SET TASK →
Show every line from the records below that contains the word "broad".

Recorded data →
────

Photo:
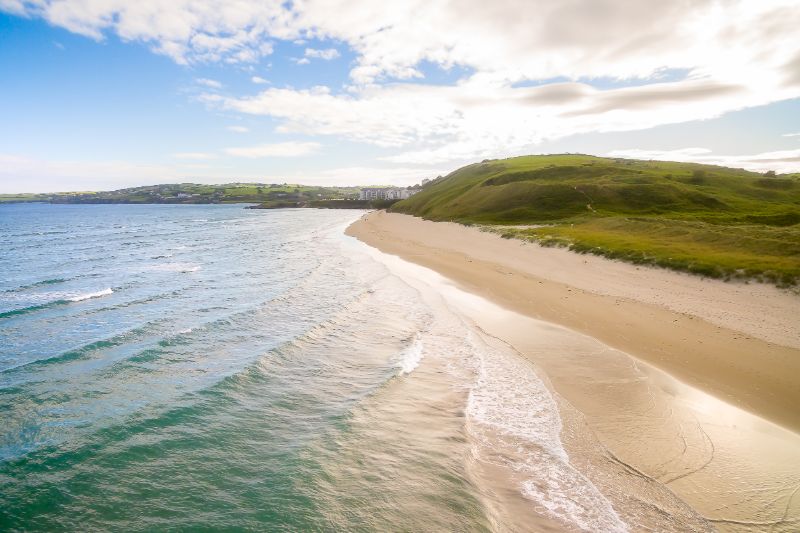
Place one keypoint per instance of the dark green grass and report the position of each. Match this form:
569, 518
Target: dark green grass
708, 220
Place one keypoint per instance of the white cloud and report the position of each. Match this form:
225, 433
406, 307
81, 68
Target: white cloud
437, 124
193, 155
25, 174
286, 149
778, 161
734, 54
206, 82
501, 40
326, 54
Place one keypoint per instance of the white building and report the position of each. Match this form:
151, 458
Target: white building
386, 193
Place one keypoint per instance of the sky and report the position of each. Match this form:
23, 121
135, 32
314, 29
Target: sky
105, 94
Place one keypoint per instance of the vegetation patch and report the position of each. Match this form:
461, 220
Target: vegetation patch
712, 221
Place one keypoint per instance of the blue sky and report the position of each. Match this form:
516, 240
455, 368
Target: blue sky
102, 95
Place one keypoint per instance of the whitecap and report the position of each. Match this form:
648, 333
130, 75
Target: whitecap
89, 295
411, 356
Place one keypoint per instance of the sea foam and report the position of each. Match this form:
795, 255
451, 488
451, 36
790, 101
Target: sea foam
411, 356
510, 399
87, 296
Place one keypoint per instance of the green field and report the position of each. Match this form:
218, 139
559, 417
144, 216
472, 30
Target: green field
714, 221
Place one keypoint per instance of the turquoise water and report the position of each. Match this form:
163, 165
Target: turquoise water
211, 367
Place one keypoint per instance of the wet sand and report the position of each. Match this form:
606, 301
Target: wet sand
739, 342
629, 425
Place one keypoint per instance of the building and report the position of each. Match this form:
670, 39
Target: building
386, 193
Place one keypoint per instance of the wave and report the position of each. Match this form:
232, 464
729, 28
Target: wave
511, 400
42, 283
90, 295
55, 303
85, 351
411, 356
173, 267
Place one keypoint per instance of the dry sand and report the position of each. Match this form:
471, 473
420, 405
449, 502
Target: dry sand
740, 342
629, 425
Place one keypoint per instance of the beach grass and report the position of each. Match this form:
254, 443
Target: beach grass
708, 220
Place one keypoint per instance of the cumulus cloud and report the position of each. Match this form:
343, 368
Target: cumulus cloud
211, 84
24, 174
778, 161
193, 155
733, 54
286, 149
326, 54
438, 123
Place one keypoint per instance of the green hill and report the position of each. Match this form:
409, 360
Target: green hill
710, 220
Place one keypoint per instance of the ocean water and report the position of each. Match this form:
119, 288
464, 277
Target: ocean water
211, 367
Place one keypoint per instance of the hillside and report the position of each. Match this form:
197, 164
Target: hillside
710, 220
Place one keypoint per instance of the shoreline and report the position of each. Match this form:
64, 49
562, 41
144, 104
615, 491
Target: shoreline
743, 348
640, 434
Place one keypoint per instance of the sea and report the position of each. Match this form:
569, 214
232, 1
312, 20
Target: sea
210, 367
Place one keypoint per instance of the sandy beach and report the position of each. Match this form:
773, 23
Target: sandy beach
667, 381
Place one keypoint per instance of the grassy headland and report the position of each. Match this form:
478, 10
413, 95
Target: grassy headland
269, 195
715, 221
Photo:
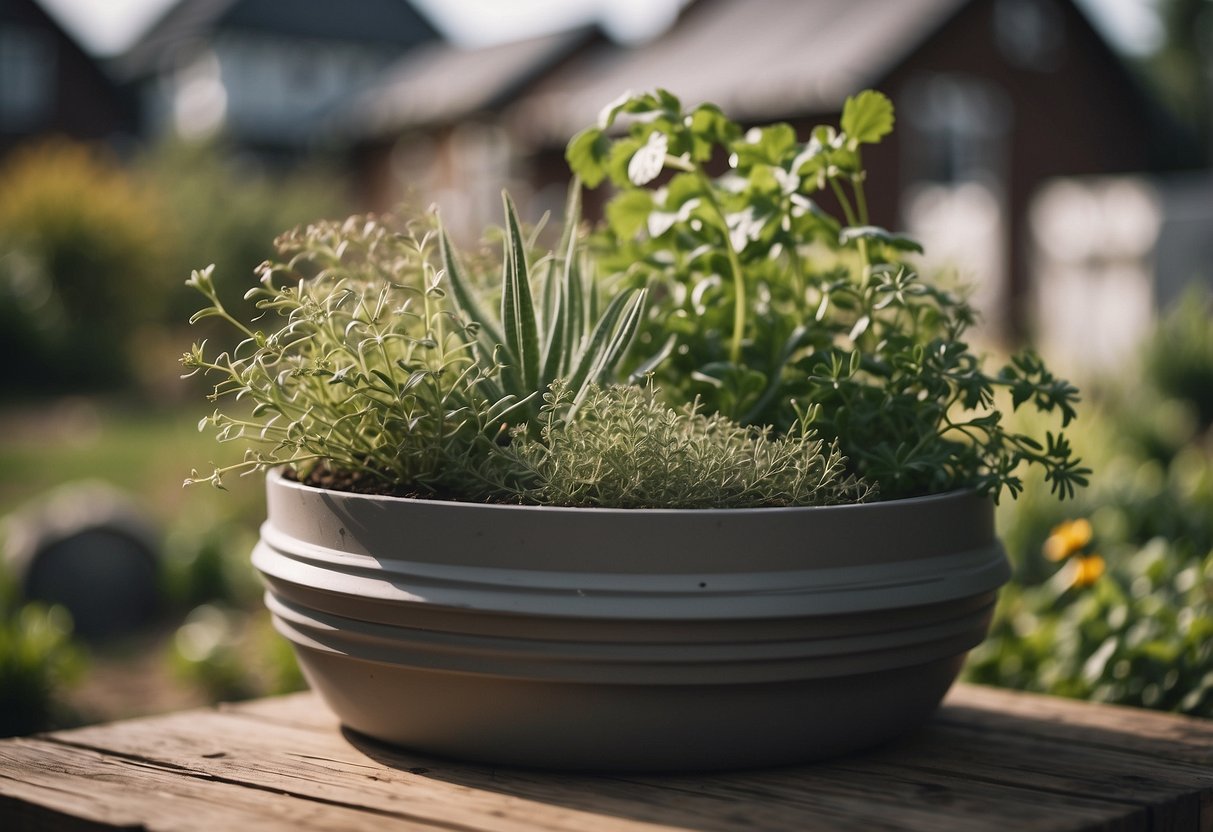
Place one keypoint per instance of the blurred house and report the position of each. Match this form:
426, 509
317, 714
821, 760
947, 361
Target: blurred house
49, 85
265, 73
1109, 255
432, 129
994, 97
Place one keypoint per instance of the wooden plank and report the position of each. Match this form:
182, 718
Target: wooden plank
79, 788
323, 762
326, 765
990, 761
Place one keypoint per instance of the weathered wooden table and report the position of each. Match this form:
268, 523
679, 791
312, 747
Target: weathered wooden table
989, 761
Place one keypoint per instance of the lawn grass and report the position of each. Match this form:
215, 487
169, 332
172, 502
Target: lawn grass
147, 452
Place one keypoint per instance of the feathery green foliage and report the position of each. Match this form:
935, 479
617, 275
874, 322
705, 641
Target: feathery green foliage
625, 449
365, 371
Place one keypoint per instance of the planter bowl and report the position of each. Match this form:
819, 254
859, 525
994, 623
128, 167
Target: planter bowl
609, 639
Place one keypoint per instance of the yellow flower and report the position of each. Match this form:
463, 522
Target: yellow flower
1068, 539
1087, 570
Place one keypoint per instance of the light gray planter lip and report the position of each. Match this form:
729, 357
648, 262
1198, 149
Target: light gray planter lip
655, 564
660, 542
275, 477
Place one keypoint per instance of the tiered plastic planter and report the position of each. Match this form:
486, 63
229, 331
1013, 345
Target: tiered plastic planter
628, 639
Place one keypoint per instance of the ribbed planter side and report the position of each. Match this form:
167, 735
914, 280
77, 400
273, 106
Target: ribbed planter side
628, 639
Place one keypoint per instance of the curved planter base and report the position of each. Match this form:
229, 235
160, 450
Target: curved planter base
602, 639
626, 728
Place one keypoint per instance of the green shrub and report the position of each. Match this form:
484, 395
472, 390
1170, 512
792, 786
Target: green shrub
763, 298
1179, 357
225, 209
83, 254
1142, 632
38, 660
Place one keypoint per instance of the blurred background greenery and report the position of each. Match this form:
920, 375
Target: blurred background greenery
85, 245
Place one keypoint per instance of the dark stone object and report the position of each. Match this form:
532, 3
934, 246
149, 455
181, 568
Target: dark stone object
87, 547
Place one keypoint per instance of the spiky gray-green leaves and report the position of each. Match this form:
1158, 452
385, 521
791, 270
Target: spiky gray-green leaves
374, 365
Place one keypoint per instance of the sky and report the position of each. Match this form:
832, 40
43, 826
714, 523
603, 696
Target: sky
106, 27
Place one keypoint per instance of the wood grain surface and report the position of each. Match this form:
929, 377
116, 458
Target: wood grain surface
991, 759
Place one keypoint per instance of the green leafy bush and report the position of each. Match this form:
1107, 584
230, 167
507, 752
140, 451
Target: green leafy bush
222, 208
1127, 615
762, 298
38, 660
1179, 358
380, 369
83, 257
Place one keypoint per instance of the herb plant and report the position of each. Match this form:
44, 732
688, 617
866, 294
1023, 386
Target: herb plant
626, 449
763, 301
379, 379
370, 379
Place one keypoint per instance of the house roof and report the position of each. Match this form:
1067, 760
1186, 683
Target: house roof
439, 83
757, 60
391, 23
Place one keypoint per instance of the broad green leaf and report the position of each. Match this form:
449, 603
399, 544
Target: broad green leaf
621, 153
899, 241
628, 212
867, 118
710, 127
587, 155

────

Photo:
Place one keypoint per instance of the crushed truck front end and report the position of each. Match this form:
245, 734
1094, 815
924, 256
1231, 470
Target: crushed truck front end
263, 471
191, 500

────

SOLUTION BELOW →
Place one keypoint per instance of the broad green leaf and report the position of each. Match this form:
Target: broad green leaf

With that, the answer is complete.